##### Records for the exercise #####

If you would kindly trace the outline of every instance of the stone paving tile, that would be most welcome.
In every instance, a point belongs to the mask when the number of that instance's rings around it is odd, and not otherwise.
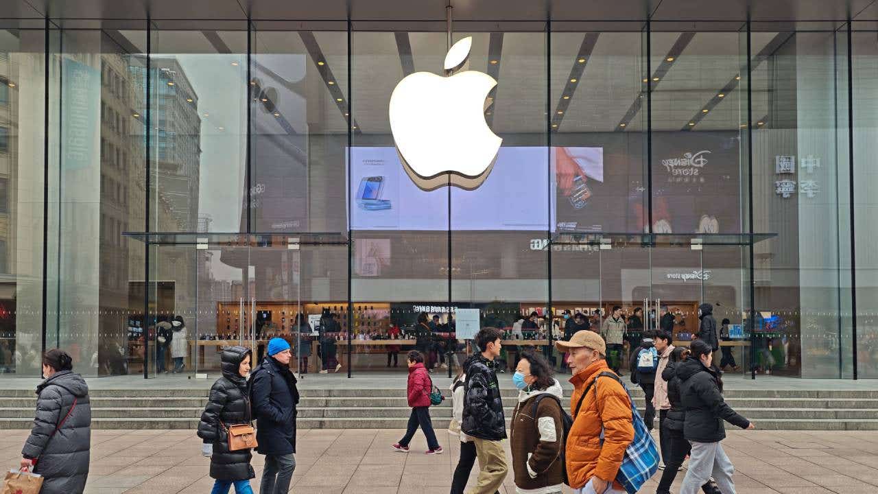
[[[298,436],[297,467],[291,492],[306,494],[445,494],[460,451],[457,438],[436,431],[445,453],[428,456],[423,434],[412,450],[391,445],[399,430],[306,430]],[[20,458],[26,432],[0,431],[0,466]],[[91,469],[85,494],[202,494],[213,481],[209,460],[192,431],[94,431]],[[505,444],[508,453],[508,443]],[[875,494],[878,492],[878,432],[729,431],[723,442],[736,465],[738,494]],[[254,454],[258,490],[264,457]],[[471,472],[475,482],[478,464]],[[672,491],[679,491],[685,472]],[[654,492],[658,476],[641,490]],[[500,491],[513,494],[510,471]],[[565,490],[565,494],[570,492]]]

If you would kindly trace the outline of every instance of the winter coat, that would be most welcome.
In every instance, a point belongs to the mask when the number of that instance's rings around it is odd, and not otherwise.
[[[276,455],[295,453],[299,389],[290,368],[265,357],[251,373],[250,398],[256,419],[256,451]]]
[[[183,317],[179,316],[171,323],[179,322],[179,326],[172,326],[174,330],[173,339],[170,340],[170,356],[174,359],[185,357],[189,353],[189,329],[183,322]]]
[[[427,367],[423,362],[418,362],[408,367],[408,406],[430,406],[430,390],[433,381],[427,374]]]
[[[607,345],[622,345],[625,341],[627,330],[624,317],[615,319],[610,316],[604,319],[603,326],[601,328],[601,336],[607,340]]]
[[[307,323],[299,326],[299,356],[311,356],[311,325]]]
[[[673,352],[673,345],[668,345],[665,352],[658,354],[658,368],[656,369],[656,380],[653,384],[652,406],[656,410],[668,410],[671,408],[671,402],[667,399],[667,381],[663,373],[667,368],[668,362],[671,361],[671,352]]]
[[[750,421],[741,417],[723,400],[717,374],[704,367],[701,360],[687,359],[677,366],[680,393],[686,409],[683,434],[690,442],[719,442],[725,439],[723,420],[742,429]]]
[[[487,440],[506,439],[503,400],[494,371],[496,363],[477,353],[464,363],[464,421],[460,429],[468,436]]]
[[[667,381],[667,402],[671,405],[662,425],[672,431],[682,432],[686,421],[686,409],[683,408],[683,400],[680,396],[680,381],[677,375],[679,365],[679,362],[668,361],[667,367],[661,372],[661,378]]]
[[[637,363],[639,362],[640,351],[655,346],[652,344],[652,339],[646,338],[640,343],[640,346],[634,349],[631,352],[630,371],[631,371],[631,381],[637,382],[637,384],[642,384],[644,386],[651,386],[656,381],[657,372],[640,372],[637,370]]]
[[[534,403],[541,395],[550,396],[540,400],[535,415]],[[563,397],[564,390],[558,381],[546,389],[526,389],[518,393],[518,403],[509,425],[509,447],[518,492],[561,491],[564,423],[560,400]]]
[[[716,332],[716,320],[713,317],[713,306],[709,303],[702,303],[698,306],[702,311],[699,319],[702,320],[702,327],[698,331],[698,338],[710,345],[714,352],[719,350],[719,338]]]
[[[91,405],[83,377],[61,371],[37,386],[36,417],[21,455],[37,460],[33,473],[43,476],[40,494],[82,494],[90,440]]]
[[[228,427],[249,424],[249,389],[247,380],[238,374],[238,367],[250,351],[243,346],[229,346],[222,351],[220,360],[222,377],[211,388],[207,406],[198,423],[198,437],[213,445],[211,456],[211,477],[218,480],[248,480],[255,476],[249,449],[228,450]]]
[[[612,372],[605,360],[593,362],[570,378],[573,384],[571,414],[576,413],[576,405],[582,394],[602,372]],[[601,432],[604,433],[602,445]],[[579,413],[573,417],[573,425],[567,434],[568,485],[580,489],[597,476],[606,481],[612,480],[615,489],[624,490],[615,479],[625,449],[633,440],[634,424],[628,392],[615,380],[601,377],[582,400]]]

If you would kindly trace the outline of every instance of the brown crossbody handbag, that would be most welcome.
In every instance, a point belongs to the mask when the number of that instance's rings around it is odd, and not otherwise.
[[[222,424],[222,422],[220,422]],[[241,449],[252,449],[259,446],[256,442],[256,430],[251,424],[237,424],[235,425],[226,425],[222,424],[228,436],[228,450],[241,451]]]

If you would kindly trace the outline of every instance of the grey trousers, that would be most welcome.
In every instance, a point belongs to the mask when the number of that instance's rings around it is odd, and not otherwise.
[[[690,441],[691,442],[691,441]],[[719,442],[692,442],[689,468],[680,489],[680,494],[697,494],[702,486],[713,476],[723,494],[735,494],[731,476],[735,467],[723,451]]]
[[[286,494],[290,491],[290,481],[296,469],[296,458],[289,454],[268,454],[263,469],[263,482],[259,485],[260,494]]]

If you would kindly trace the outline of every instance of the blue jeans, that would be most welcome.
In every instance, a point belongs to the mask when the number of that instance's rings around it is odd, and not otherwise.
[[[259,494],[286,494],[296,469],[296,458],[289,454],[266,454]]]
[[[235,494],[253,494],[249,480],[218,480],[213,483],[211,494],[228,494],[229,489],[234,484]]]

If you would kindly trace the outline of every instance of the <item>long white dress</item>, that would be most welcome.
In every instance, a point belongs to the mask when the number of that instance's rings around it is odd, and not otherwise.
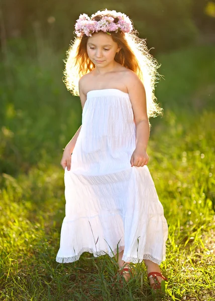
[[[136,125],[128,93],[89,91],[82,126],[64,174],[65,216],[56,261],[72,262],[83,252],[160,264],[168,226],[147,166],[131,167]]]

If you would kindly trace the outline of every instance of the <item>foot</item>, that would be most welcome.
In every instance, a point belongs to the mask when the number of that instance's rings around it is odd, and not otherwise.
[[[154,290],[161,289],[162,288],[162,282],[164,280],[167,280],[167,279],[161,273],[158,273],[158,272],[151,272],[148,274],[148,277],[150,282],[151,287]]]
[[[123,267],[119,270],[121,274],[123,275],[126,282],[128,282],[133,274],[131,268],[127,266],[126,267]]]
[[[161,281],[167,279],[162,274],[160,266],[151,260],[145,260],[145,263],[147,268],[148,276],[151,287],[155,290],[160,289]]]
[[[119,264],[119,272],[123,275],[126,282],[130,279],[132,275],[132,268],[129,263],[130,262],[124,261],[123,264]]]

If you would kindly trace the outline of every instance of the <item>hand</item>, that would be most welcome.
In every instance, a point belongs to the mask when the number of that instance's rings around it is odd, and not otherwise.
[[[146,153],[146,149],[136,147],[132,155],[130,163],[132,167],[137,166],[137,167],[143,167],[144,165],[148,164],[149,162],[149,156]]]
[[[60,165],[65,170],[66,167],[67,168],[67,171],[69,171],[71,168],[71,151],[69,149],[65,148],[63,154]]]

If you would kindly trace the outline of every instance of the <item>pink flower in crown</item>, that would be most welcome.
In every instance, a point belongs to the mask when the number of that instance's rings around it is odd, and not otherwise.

#####

### [What you have to do]
Please restate the entire listing above verbatim, leaving out the pictures.

### [Solved exercise]
If you would kindly trace the outline of every instance of the stone paving tile, that would be most welcome.
In every instance, a point belongs to the mask when the number of that instance's rings around it is odd, and not otherwise.
[[[298,436],[297,467],[291,492],[306,494],[445,494],[460,451],[457,438],[436,431],[445,453],[428,456],[423,434],[412,450],[391,445],[399,430],[306,430]],[[20,458],[26,432],[0,431],[0,466]],[[91,469],[85,494],[202,494],[213,481],[209,460],[192,431],[94,431]],[[505,444],[508,453],[508,443]],[[875,494],[878,492],[878,432],[729,431],[723,442],[736,465],[738,494]],[[254,454],[258,490],[264,457]],[[471,472],[475,482],[478,464]],[[672,491],[679,491],[685,472]],[[654,492],[658,476],[641,490]],[[500,491],[513,494],[510,471]],[[565,490],[565,494],[570,492]]]

If you would kindly trace the outline of every instance of the winter coat, that would be most welcome.
In every instance, a point belongs to the mask when the number of that instance's rings around it is odd, and not otherwise.
[[[276,455],[295,453],[299,389],[290,368],[265,357],[251,373],[250,398],[256,419],[256,451]]]
[[[183,317],[179,316],[171,323],[179,322],[179,326],[172,326],[174,330],[173,339],[170,340],[170,356],[174,359],[185,357],[189,353],[189,329],[183,322]]]
[[[427,367],[423,362],[418,362],[408,367],[408,406],[430,406],[430,390],[433,381],[427,374]]]
[[[607,345],[622,345],[625,341],[627,330],[624,317],[615,319],[610,316],[604,319],[603,326],[601,328],[601,336],[607,340]]]
[[[307,323],[299,326],[299,356],[311,356],[311,325]]]
[[[673,352],[673,345],[668,345],[665,352],[658,354],[658,368],[656,369],[656,380],[653,384],[652,406],[656,410],[668,410],[671,408],[671,402],[667,399],[667,381],[663,373],[667,368],[668,362],[671,361],[671,352]]]
[[[750,421],[741,417],[723,400],[717,374],[704,367],[701,360],[687,359],[677,366],[680,393],[686,409],[683,434],[690,442],[719,442],[725,439],[723,420],[742,429]]]
[[[487,440],[506,439],[503,400],[494,371],[496,363],[477,353],[464,363],[464,421],[460,429],[468,436]]]
[[[667,381],[667,402],[671,405],[662,425],[672,431],[682,432],[686,421],[686,409],[683,408],[683,400],[680,396],[680,381],[677,375],[679,365],[679,362],[668,361],[667,367],[661,372],[661,378]]]
[[[637,363],[639,362],[640,351],[655,346],[652,344],[652,339],[646,338],[640,343],[640,346],[634,349],[631,352],[630,371],[631,371],[631,381],[637,382],[637,384],[642,384],[644,386],[651,386],[656,381],[657,372],[640,372],[637,370]]]
[[[534,403],[541,395],[550,396],[540,400],[535,415]],[[563,397],[564,390],[558,381],[546,389],[526,389],[518,393],[518,403],[509,425],[509,447],[518,492],[561,491],[564,423],[560,400]]]
[[[716,332],[716,320],[713,317],[713,306],[709,303],[702,303],[698,306],[702,311],[699,319],[702,320],[702,327],[698,331],[698,338],[710,345],[714,352],[719,350],[719,338]]]
[[[91,405],[83,377],[61,371],[37,386],[36,417],[21,455],[37,460],[33,473],[43,476],[40,494],[82,494],[90,440]]]
[[[228,427],[249,424],[249,389],[247,380],[238,374],[238,367],[250,351],[243,346],[229,346],[222,351],[220,360],[222,377],[211,388],[207,406],[198,423],[198,437],[213,445],[211,456],[211,477],[218,480],[248,480],[255,476],[249,449],[228,450]]]
[[[612,372],[605,360],[593,362],[570,378],[573,384],[571,414],[576,413],[576,405],[582,394],[602,372]],[[601,432],[604,433],[602,445]],[[579,413],[573,417],[573,425],[567,434],[568,485],[580,489],[597,476],[606,481],[612,480],[615,489],[624,490],[615,479],[625,449],[633,440],[634,424],[628,392],[615,380],[601,377],[582,400]]]

If you would kindly trace the outline of every instance of the brown crossbody handbag, that would be most welcome.
In every instance, a point belongs to the mask when the number of that instance's rings around it is odd, and not otherwise.
[[[222,424],[222,422],[220,422]],[[241,449],[252,449],[259,446],[256,442],[256,430],[251,424],[237,424],[235,425],[226,425],[222,424],[228,436],[228,450],[241,451]]]

If you would kindly trace the outline of every instance of the grey trousers, that would be most welcome.
In every instance, a point belongs to the mask when the number of that instance's rings around it is odd, and not otherwise.
[[[690,441],[691,442],[691,441]],[[719,442],[692,442],[689,468],[680,489],[680,494],[697,494],[702,486],[713,476],[723,494],[735,494],[731,476],[735,467],[723,451]]]
[[[286,494],[290,491],[290,481],[296,469],[296,458],[289,454],[268,454],[263,469],[263,482],[259,485],[260,494]]]

If you would kindly trace the outline of every instance of the blue jeans, that would be most welcome.
In every instance, a point belongs to the mask when the number of that instance's rings around it is odd, and not otherwise.
[[[259,494],[286,494],[296,469],[296,458],[289,454],[266,454]]]
[[[235,494],[253,494],[249,480],[218,480],[213,483],[211,494],[228,494],[229,489],[234,484]]]

If you would kindly trace the outline of every instance of the <item>long white dress</item>, that would be most welcome.
In every instance, a point belongs to the mask when the number of that instance's rings around it is odd, and not otherwise.
[[[136,125],[128,93],[89,91],[82,126],[64,174],[65,216],[56,261],[72,262],[83,252],[160,264],[168,226],[147,166],[131,167]]]

If you would kindly trace the outline of every instance of the <item>foot</item>, that would be most welcome.
In every instance, a point belongs to the mask when the number of that instance's rings around it is odd, and not otherwise.
[[[154,290],[161,289],[162,288],[162,282],[164,280],[167,280],[167,279],[161,273],[158,273],[158,272],[151,272],[148,274],[148,277],[150,282],[151,287]]]
[[[123,267],[119,270],[121,274],[123,275],[126,282],[128,282],[133,274],[131,268],[127,266],[126,267]]]
[[[161,281],[167,279],[162,274],[160,266],[151,260],[145,260],[145,263],[147,268],[148,276],[151,287],[155,290],[160,289]]]
[[[119,264],[119,272],[123,275],[126,282],[130,279],[132,275],[132,268],[129,263],[130,262],[124,261],[123,264]]]

If you would kindly trace the outline of every instance of the <item>hand</item>, that would be most welcome.
In every instance, a point belongs to the mask when the number of that instance's rings around it is odd, and not otherwise.
[[[146,153],[146,149],[136,147],[132,155],[130,163],[132,167],[137,166],[137,167],[143,167],[144,165],[148,164],[149,162],[149,156]]]
[[[60,165],[65,170],[66,167],[67,168],[67,171],[69,171],[71,168],[71,151],[69,149],[65,148],[63,154]]]

If you would kindly trace the outline of every instance of the <item>pink flower in crown</item>, that would be most welcome.
In every instance, a point belongs to the mask when the number of that instance's rings around it is odd, and not otherwise.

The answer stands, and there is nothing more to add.